WHAT TO PRODUCE:
Repeat the whole listing below, word for word.

THE RECORDS:
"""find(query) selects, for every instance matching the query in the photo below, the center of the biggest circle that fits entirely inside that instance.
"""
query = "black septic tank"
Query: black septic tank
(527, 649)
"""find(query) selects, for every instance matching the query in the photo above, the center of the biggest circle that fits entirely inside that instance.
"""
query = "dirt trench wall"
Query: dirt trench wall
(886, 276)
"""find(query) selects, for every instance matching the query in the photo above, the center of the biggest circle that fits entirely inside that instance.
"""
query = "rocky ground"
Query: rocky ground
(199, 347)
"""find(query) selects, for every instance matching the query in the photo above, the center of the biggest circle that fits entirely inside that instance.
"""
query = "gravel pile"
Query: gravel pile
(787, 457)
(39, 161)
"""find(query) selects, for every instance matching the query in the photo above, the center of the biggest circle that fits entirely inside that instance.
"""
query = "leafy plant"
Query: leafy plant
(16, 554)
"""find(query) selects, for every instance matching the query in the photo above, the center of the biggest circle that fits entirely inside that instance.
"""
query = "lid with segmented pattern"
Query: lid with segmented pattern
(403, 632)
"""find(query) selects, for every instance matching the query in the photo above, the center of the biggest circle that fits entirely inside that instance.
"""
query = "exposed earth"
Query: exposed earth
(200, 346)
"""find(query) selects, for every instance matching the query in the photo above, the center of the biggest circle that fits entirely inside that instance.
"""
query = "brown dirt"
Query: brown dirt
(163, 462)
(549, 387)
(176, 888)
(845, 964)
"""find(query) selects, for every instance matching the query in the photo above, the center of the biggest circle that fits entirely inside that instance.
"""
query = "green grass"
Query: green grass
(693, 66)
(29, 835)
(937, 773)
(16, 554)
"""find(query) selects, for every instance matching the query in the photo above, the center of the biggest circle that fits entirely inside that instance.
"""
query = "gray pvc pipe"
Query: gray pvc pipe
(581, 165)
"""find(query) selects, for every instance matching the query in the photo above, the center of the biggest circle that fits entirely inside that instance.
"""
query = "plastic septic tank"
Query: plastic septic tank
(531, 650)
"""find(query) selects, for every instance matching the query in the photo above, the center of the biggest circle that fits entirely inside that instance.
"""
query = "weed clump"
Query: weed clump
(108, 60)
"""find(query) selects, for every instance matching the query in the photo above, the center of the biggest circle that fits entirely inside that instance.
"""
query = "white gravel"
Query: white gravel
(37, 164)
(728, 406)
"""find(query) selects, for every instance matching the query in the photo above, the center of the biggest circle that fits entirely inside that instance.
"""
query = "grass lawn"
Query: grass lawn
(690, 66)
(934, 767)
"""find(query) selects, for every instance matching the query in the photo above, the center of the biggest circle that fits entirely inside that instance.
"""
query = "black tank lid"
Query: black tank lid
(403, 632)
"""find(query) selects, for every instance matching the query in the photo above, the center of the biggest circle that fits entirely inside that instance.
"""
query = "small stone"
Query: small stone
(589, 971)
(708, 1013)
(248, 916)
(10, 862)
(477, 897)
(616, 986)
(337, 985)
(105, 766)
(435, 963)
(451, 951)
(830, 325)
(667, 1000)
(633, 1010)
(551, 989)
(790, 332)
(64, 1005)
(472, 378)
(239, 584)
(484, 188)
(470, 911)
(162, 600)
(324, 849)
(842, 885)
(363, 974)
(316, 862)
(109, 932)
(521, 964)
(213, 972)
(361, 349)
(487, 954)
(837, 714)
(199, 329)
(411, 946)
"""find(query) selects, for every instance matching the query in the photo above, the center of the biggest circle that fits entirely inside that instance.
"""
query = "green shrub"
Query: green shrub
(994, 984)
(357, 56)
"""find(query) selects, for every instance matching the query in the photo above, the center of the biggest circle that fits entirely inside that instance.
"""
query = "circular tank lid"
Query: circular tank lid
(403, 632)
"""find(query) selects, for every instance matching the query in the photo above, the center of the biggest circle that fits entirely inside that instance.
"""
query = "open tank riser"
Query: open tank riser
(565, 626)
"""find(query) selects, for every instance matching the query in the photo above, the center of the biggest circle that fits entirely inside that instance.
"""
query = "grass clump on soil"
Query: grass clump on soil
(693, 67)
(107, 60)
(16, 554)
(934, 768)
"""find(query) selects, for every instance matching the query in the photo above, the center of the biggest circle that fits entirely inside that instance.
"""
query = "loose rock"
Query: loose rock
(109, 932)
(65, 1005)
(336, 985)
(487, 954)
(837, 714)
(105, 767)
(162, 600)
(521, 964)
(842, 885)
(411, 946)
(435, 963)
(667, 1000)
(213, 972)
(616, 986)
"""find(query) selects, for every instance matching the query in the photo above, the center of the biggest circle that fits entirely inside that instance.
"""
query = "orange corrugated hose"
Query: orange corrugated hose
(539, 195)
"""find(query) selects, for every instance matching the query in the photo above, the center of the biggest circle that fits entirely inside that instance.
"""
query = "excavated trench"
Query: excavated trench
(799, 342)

RESPONSE BELOW:
"""find(query) selects, for every instance matching the query in the photo below, the center of the biggest circle that fits entirely inside that instance.
"""
query = "black septic tank"
Query: black septic tank
(527, 649)
"""find(query) selects, for every instance matching the query in the photo above, the center of the biggest circle that fits entirely inside that instance.
"""
query = "dirt trench wall"
Query: dirt trench wall
(886, 276)
"""find(query) selects, for every instance matching the query in the photo above, the center of the biggest circle that fits entirely inside that instance.
"""
query = "rocky ground"
Query: rocky ground
(199, 347)
"""find(query) selects, for every instance matching the query in the photo above, the center of the biggest circle that fits entirely inside that instance.
"""
query = "gravel pile"
Query: gravel pile
(787, 457)
(39, 161)
"""find(query) selects, for every instance matching the query in the photo above, the center of the biggest circle that fits entirely inside that instance.
"""
query = "leafy plant"
Query: leafy plant
(16, 554)
"""find(query) selects, for every instance matching the query in the photo above, the center of the biggest circle that fits entirely inside that instance.
"""
query = "lid with segmented pattern"
Query: lid with segmented pattern
(403, 632)
"""find(query) selects, for every instance matching the query in the photo above, the center of the biggest circle that fits entirely inside that instance.
"""
query = "exposed earth"
Query: exposed earth
(200, 346)
"""find(query) selects, for every instance matching the query in the photo above, the center of the biggest circle that fits entirely inside that instance.
"""
query = "brown dirt"
Query: brown dirt
(163, 462)
(549, 387)
(176, 888)
(845, 964)
"""find(query) selects, for every instance matching the query in the photo above, the center of the biggest circle that fits entirely inside that instance.
"""
query = "green grass"
Query: green grass
(693, 66)
(29, 835)
(937, 773)
(16, 554)
"""find(query) selects, for every instance matching the query in the photo above, the center of the biggest circle that fits entirely inside that instance.
"""
query = "gray pvc pipe"
Query: gray pvc pipe
(581, 165)
"""find(query) selects, for every instance matching the query in the photo above, the center of the biggest circle that fits entirely inside that instance.
"""
query = "plastic septic tank"
Query: plastic septic tank
(531, 650)
"""find(query) selects, for every instance matching the query in the photo above, the center of the biggest circle that fits entirely inside that instance.
"""
query = "weed clump"
Query: weed clump
(108, 60)
"""find(query) selects, for every instance matching the query in the photo above, the center of the biggest circle that fits entirely inside that instance.
"""
query = "white gravel"
Query: white gravel
(37, 164)
(728, 406)
"""find(query) selects, for every instance matching the query in the photo above, the center of the biggest circle that fits entirely inside that instance.
"""
query = "grass lawn"
Query: grass lawn
(690, 66)
(934, 767)
"""find(query) selects, for every instance matching the query in the photo above, the center of the biggest circle that fits entirely inside that instance.
"""
query = "black tank lid"
Query: black tank lid
(403, 632)
"""find(query) selects, for every instance matching the query in the photo above, the center of the biggest circle that fits entirely inside that instance.
"""
query = "small stone"
Query: small stone
(589, 971)
(708, 1013)
(248, 916)
(10, 862)
(477, 897)
(616, 986)
(337, 985)
(105, 766)
(435, 963)
(451, 951)
(830, 325)
(667, 1000)
(633, 1010)
(551, 989)
(790, 332)
(64, 1005)
(472, 378)
(239, 584)
(484, 188)
(470, 911)
(162, 600)
(324, 849)
(842, 885)
(363, 974)
(316, 862)
(109, 932)
(521, 964)
(213, 972)
(361, 349)
(487, 954)
(837, 714)
(199, 329)
(411, 946)
"""find(query) selects, for every instance matching the query in the photo above, the center of the biggest circle that fits entirely inside that instance.
"""
query = "green shrub"
Query: green shrub
(994, 984)
(357, 56)
"""find(query) selects, for every instance matching the query in the photo above, the center of the biggest circle that fits entirely inside that instance.
"""
query = "circular tank lid"
Query: circular tank lid
(403, 632)
"""find(query) selects, for every instance matching the query in the photo above, the center of the biggest circle that fits entirely inside that instance.
"""
query = "open tank riser"
Query: open tank riser
(565, 626)
"""find(query) selects, for every instance matching the query in the photo above, the center of the biggest circle that fits entirely inside that instance.
"""
query = "grass clump on soil"
Query: grass clump on soil
(693, 67)
(107, 60)
(16, 554)
(934, 768)
"""find(query) selects, for every instance matching the query in the photo above, the center of the biggest circle that fits entirely inside that instance.
"""
query = "loose rock"
Query: loose rock
(109, 932)
(65, 1005)
(336, 985)
(487, 954)
(837, 714)
(105, 767)
(162, 600)
(521, 964)
(842, 885)
(411, 946)
(435, 963)
(667, 1000)
(213, 972)
(616, 986)
"""find(query) selects, for every instance matching the query in the photo above, the center of the biggest circle that fits entirely inside that instance.
"""
query = "orange corrugated hose"
Query: orange corrugated hose
(539, 195)
"""find(query) selects, for every instance matching the query in the photo above, the center of the biggest circle that fits entirely inside that instance.
"""
query = "excavated trench"
Query: excavated trench
(799, 342)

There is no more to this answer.